_Task description_
Count the lines in the records below that contain the word "Target". Reply with the number only.

_Exercise inputs_
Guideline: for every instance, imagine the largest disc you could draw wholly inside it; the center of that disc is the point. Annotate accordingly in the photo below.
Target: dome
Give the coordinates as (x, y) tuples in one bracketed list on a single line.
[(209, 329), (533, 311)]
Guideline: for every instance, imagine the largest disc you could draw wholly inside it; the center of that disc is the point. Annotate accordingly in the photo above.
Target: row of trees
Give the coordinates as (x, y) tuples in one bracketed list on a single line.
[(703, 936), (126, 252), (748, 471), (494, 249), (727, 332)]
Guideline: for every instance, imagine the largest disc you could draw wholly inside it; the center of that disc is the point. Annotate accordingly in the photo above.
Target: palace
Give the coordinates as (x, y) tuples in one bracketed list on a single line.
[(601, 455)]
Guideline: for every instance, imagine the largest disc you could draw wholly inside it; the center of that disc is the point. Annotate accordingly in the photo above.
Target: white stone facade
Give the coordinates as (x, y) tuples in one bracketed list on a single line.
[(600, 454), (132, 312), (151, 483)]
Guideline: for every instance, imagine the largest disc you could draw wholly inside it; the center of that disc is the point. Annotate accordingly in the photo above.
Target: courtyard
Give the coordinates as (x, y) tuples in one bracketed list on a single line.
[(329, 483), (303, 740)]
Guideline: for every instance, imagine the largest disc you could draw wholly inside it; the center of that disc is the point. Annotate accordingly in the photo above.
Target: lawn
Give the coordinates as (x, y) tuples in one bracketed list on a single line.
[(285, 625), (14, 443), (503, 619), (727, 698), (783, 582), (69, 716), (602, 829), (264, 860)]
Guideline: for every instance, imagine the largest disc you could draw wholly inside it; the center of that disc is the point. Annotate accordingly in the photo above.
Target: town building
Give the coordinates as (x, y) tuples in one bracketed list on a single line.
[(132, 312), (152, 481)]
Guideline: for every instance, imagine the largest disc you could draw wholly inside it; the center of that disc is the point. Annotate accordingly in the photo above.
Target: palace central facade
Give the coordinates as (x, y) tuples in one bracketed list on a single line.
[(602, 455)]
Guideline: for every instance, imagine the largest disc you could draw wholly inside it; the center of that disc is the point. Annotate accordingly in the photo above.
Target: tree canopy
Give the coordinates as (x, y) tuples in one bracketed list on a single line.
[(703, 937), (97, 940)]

_Exercise solution_
9